What the exercise asks:
Extract verbatim every line from the one containing "jump rope cable" to the final line of the records below, inclusive, and exclude all pictures.

Working data:
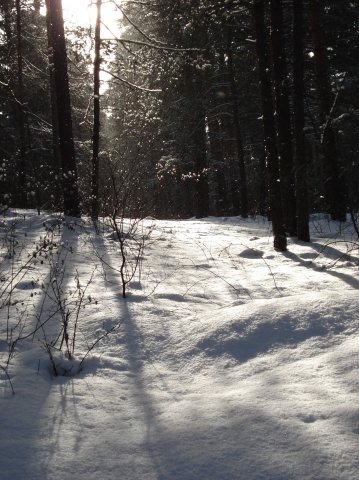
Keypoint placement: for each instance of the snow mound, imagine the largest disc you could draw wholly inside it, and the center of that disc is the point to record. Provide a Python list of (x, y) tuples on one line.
[(244, 332)]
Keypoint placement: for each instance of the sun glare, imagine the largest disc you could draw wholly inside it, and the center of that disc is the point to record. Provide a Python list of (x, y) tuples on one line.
[(83, 13)]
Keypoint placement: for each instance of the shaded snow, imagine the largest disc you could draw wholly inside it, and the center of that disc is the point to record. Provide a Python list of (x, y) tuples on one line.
[(230, 360)]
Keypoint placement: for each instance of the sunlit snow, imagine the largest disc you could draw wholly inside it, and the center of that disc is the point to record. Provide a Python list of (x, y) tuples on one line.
[(227, 360)]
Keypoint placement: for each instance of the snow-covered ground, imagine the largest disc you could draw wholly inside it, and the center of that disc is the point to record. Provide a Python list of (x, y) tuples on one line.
[(227, 360)]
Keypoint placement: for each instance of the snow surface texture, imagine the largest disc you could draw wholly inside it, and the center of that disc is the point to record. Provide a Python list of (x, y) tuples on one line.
[(227, 360)]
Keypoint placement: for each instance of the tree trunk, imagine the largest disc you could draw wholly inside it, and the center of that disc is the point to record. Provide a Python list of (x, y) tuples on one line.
[(284, 136), (333, 177), (54, 119), (201, 189), (63, 109), (280, 240), (237, 129), (217, 166), (21, 166), (300, 157), (96, 113)]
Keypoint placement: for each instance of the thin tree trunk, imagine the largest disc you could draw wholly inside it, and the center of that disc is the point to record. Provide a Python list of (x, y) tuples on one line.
[(280, 240), (21, 170), (96, 113), (333, 182), (283, 116), (63, 109), (201, 189), (217, 165), (300, 156), (237, 129), (55, 128)]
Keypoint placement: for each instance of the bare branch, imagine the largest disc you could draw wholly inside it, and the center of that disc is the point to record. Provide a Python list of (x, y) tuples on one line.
[(129, 84)]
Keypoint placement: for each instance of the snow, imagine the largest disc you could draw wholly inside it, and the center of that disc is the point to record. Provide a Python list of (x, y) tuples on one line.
[(227, 360)]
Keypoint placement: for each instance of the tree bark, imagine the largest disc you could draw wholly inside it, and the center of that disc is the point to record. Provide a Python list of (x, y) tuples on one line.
[(63, 109), (284, 134), (333, 177), (280, 240), (21, 165), (300, 156), (96, 113), (237, 129)]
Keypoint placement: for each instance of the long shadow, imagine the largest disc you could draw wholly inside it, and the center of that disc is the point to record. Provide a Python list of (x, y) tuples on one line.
[(21, 415), (349, 279), (236, 440)]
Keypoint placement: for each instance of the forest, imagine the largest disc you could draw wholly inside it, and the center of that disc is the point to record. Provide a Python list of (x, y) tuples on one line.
[(179, 225), (186, 108)]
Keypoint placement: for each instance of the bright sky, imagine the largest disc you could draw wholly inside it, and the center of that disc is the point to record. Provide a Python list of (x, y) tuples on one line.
[(80, 12)]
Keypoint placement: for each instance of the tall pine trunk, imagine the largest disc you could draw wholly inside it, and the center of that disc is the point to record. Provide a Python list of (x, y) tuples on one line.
[(96, 114), (21, 164), (63, 109), (284, 134), (280, 240), (333, 177), (237, 129), (300, 155)]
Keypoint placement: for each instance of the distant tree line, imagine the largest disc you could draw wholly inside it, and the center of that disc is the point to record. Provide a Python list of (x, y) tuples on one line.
[(209, 108)]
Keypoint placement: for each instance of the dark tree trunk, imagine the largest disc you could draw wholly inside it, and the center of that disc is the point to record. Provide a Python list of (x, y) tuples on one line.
[(201, 190), (63, 109), (283, 116), (280, 240), (333, 177), (96, 113), (300, 156), (217, 166), (21, 166), (237, 130), (54, 119)]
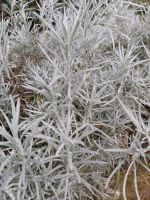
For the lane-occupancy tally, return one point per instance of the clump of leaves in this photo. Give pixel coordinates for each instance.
(74, 97)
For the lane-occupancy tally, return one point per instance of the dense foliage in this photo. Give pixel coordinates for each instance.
(74, 99)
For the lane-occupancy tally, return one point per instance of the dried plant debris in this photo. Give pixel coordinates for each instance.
(74, 100)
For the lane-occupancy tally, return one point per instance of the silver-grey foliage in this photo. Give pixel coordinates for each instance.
(74, 99)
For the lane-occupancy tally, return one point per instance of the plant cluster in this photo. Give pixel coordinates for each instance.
(74, 99)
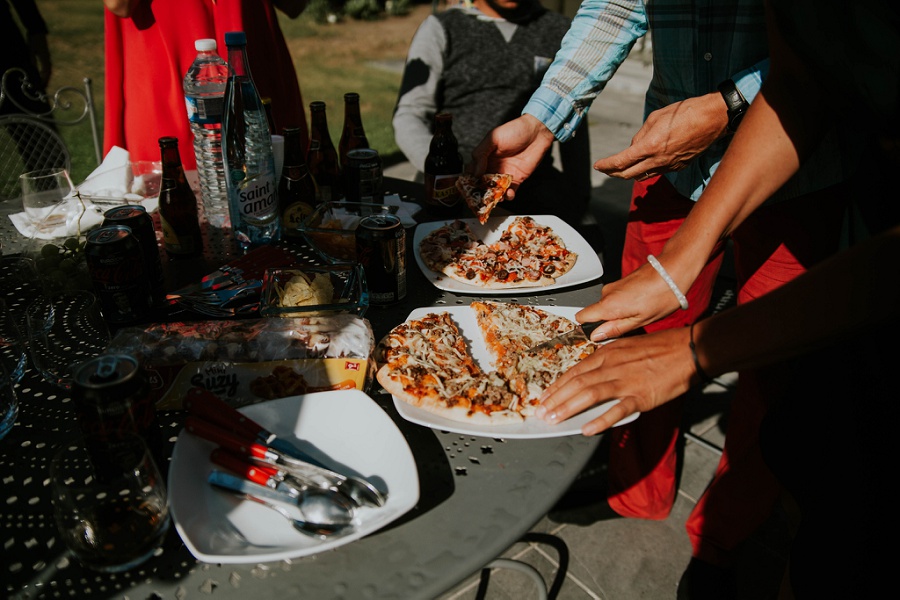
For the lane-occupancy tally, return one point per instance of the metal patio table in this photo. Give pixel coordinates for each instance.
(478, 495)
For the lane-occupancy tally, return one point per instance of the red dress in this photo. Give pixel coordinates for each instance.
(148, 54)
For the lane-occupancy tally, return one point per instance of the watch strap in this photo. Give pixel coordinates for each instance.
(736, 103)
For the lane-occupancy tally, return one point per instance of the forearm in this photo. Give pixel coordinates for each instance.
(776, 135)
(852, 292)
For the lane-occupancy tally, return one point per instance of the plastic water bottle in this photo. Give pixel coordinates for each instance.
(247, 150)
(204, 95)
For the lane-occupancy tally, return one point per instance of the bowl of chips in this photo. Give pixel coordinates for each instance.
(313, 291)
(331, 228)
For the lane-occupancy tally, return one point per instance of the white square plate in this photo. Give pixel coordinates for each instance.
(533, 428)
(587, 268)
(337, 428)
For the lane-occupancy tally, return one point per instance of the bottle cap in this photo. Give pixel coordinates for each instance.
(235, 38)
(205, 45)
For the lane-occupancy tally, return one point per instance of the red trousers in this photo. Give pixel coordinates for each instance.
(774, 245)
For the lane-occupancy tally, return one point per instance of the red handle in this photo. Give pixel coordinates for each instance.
(206, 405)
(224, 438)
(240, 465)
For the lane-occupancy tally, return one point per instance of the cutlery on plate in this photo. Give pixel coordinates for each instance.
(356, 488)
(271, 477)
(581, 333)
(320, 514)
(204, 404)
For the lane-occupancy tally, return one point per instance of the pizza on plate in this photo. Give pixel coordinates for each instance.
(426, 362)
(484, 192)
(527, 254)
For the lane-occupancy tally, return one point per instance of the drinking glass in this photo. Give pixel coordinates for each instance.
(109, 501)
(12, 367)
(63, 331)
(44, 197)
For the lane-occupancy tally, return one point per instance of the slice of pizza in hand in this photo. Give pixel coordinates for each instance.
(483, 193)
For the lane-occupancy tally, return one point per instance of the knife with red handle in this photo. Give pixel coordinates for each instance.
(356, 488)
(206, 405)
(271, 477)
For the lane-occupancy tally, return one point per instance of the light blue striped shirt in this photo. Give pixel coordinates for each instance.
(696, 46)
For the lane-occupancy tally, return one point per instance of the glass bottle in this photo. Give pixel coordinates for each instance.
(353, 136)
(443, 166)
(204, 96)
(178, 216)
(321, 156)
(270, 117)
(247, 148)
(296, 190)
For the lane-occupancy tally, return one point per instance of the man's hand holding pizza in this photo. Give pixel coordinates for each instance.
(516, 148)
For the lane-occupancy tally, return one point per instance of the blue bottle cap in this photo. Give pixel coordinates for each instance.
(235, 38)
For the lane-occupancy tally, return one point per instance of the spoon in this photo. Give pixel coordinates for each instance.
(324, 511)
(337, 522)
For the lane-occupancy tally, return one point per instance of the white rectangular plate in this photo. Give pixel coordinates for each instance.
(532, 428)
(336, 427)
(587, 268)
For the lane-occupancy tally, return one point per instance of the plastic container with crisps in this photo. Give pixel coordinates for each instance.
(301, 292)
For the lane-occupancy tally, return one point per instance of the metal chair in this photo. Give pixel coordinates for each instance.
(29, 139)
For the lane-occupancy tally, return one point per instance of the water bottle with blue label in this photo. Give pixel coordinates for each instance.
(247, 150)
(204, 96)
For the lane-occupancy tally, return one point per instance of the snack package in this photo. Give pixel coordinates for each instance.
(248, 361)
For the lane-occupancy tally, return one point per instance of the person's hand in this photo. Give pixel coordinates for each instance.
(634, 301)
(37, 44)
(642, 371)
(515, 148)
(670, 138)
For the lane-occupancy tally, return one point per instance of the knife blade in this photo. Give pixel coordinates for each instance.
(581, 333)
(268, 476)
(206, 405)
(239, 484)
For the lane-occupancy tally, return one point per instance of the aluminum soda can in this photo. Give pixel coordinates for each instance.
(363, 178)
(381, 250)
(111, 396)
(116, 265)
(135, 217)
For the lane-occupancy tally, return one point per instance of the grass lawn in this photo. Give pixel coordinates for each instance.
(330, 60)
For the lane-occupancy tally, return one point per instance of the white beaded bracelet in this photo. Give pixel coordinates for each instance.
(669, 281)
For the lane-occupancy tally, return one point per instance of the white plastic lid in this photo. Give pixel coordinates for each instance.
(205, 45)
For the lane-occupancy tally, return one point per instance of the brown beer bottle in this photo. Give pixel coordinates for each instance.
(443, 166)
(321, 156)
(353, 136)
(296, 190)
(178, 215)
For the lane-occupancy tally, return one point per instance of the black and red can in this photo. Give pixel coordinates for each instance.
(381, 250)
(111, 396)
(135, 217)
(363, 177)
(116, 265)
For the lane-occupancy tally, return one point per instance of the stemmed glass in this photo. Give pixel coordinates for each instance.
(109, 501)
(63, 331)
(45, 198)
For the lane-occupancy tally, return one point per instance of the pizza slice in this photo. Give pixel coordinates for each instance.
(483, 193)
(510, 331)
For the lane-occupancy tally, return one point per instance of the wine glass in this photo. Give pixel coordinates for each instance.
(109, 501)
(63, 331)
(45, 195)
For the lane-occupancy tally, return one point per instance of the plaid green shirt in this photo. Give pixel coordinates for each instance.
(696, 46)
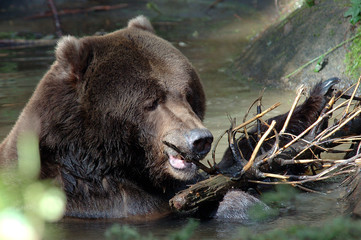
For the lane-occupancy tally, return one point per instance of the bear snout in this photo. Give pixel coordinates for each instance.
(199, 141)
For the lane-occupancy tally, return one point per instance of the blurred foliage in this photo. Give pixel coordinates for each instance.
(27, 203)
(8, 67)
(354, 11)
(353, 58)
(125, 232)
(336, 229)
(310, 3)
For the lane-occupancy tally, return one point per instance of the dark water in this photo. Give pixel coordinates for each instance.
(211, 52)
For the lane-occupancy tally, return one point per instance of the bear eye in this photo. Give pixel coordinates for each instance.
(151, 106)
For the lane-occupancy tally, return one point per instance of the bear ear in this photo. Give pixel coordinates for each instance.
(141, 22)
(73, 56)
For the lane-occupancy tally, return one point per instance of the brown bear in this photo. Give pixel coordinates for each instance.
(119, 117)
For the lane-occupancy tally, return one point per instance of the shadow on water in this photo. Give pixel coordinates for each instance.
(211, 40)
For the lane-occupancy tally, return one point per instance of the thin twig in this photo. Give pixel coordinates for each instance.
(300, 90)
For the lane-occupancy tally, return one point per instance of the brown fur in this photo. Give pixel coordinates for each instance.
(102, 113)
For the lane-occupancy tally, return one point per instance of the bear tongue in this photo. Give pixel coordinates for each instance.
(179, 163)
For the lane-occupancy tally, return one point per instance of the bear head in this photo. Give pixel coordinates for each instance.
(126, 103)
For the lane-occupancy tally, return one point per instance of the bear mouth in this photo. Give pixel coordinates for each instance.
(177, 159)
(179, 163)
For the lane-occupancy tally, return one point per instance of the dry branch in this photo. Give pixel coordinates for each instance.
(301, 150)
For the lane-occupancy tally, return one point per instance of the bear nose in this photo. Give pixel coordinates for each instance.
(200, 140)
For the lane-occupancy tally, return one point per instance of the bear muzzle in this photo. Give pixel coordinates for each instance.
(192, 145)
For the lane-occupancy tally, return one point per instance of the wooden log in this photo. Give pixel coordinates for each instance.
(211, 189)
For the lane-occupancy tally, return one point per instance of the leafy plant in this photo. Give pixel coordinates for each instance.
(353, 58)
(26, 203)
(354, 11)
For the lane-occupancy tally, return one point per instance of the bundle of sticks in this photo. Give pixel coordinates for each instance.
(300, 152)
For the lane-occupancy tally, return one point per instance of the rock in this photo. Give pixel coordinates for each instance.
(306, 34)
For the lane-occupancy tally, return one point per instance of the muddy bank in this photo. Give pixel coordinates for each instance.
(306, 34)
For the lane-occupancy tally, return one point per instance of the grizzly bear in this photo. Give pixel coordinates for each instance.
(119, 122)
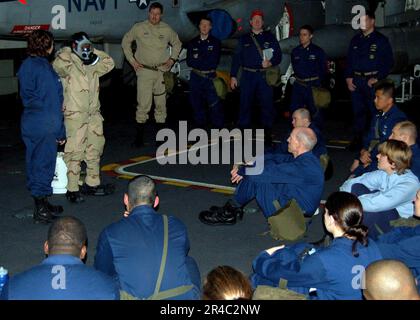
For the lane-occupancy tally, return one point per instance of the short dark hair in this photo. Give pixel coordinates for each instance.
(79, 36)
(347, 211)
(387, 87)
(141, 190)
(370, 14)
(307, 27)
(66, 235)
(156, 5)
(39, 41)
(207, 18)
(226, 283)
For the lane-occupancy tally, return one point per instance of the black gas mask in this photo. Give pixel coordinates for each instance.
(83, 48)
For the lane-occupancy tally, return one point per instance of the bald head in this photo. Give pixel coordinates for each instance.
(141, 191)
(390, 280)
(301, 140)
(307, 138)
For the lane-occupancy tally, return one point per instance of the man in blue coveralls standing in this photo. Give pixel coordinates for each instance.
(203, 56)
(370, 59)
(255, 60)
(42, 121)
(309, 65)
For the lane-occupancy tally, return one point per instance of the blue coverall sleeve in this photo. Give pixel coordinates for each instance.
(30, 80)
(310, 274)
(322, 65)
(215, 57)
(277, 54)
(349, 69)
(386, 59)
(190, 60)
(286, 172)
(370, 134)
(236, 59)
(104, 257)
(371, 180)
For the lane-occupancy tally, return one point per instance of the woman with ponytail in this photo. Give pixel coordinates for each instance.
(331, 273)
(386, 194)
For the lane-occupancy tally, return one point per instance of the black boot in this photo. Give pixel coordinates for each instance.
(159, 126)
(41, 212)
(74, 196)
(226, 215)
(54, 209)
(139, 142)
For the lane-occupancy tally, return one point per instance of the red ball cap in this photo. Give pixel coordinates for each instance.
(257, 12)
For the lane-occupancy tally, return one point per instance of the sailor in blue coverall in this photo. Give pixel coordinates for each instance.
(62, 275)
(297, 176)
(42, 123)
(331, 273)
(310, 67)
(387, 116)
(130, 250)
(302, 118)
(369, 59)
(203, 56)
(253, 81)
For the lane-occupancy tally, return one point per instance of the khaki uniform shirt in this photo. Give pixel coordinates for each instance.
(152, 43)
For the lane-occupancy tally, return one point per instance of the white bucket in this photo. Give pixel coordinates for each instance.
(59, 183)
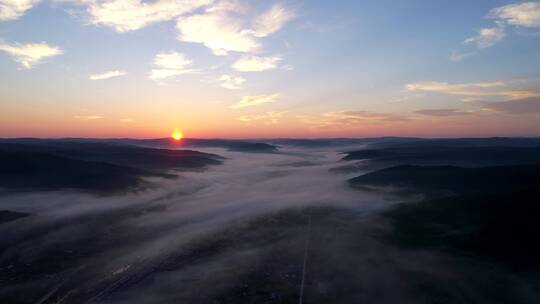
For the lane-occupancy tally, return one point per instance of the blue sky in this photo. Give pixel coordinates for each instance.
(269, 68)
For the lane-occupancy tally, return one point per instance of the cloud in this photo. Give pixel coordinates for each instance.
(442, 112)
(346, 119)
(526, 14)
(268, 117)
(169, 65)
(107, 75)
(520, 106)
(129, 15)
(217, 31)
(231, 82)
(30, 54)
(507, 89)
(487, 37)
(249, 101)
(272, 20)
(222, 31)
(457, 56)
(88, 117)
(255, 63)
(13, 9)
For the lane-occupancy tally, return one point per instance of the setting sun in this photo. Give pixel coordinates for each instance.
(176, 135)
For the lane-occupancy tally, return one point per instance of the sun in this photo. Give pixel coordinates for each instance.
(177, 135)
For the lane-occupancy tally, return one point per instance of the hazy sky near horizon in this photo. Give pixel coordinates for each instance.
(291, 68)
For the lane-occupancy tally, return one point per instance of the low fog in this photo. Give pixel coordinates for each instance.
(234, 233)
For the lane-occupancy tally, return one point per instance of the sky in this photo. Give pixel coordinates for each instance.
(259, 69)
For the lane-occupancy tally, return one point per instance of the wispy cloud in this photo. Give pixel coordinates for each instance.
(267, 118)
(526, 14)
(30, 54)
(231, 82)
(520, 106)
(222, 30)
(13, 9)
(352, 119)
(107, 75)
(218, 31)
(255, 63)
(88, 117)
(443, 112)
(272, 20)
(169, 65)
(512, 89)
(129, 15)
(249, 101)
(457, 56)
(487, 37)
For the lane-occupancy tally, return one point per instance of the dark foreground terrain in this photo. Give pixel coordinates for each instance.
(395, 220)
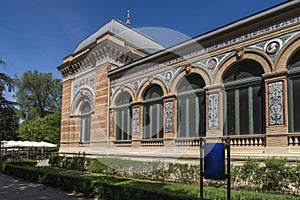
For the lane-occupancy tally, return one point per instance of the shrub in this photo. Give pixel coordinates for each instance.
(275, 176)
(107, 188)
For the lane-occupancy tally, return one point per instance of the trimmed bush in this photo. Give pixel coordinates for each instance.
(274, 175)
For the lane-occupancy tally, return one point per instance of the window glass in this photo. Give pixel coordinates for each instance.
(244, 113)
(153, 113)
(191, 107)
(123, 117)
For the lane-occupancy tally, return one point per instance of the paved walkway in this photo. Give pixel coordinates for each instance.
(12, 188)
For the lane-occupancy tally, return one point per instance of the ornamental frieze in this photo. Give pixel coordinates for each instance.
(135, 85)
(276, 106)
(213, 111)
(272, 47)
(83, 94)
(89, 81)
(169, 75)
(136, 120)
(212, 63)
(169, 116)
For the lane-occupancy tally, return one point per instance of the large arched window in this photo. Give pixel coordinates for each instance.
(85, 125)
(153, 113)
(244, 99)
(123, 117)
(293, 92)
(191, 106)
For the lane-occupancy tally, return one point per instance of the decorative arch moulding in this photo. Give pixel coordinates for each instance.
(270, 47)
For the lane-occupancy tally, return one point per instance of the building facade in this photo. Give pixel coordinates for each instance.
(124, 95)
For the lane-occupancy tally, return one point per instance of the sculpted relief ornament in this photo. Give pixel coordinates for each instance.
(276, 116)
(213, 109)
(169, 116)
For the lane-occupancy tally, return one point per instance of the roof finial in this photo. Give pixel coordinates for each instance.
(128, 18)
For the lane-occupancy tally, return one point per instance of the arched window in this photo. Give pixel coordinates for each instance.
(244, 99)
(293, 92)
(123, 117)
(85, 125)
(153, 113)
(191, 106)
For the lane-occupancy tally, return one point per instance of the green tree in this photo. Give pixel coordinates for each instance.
(42, 129)
(8, 116)
(38, 94)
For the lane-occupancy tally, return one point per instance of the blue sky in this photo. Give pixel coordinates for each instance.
(38, 34)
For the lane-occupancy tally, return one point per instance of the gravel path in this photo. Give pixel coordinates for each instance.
(12, 188)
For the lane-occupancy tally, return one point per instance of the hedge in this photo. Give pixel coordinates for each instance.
(106, 187)
(273, 176)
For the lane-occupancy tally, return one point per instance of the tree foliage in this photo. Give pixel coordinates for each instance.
(38, 93)
(9, 123)
(8, 116)
(42, 129)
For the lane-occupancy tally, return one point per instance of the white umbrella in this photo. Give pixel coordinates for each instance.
(46, 144)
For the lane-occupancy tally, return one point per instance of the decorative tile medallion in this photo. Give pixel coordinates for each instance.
(83, 94)
(169, 116)
(136, 120)
(89, 81)
(111, 122)
(273, 46)
(213, 111)
(276, 106)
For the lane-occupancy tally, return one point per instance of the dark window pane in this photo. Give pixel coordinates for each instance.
(202, 125)
(258, 111)
(244, 111)
(153, 92)
(124, 98)
(243, 69)
(296, 103)
(230, 112)
(295, 61)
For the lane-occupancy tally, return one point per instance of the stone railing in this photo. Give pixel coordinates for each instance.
(152, 142)
(246, 140)
(123, 143)
(184, 142)
(294, 140)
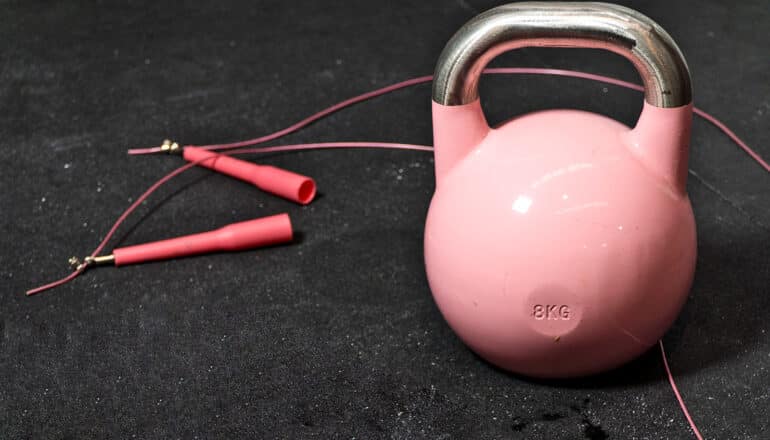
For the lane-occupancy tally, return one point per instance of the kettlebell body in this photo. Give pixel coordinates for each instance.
(561, 243)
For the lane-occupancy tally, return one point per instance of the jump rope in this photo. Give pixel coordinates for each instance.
(301, 189)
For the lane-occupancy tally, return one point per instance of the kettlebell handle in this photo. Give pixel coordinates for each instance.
(615, 28)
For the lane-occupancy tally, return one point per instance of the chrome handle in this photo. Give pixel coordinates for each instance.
(652, 51)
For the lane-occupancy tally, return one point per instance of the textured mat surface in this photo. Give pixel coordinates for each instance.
(336, 336)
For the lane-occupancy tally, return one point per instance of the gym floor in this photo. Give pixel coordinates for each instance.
(335, 336)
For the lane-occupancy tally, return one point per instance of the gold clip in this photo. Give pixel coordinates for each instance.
(170, 147)
(78, 264)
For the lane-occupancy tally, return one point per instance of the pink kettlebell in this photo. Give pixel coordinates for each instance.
(561, 243)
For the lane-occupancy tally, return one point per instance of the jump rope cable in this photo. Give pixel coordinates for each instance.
(236, 148)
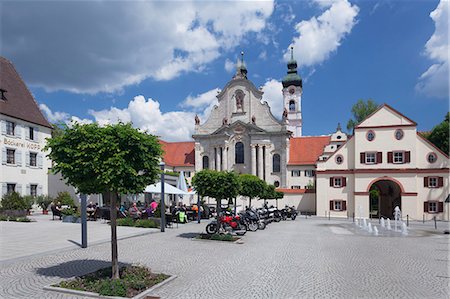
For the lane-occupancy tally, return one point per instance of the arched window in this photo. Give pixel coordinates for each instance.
(276, 163)
(291, 105)
(205, 162)
(239, 153)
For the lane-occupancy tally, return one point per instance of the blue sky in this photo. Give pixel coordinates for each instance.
(158, 64)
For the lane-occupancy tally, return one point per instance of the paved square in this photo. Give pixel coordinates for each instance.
(293, 259)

Result:
For the lane-occupancy tally, return one point per instance of the jump rope cable in this photo. Give pixel coordinates for each instance.
(236, 148)
For the lane-occupancy tally, return one point per instance of the arched window in this photo. Give pixel coordinates for each instance.
(276, 163)
(291, 105)
(205, 162)
(239, 153)
For the lane-occupancy tally, return one point per instance of the blue sky in this photo. Give pixel coordinates for each instance.
(158, 64)
For the lane-occupancy tally, return one point per instance of the paved square in this photo. Give pixel coordinates for each instance.
(293, 259)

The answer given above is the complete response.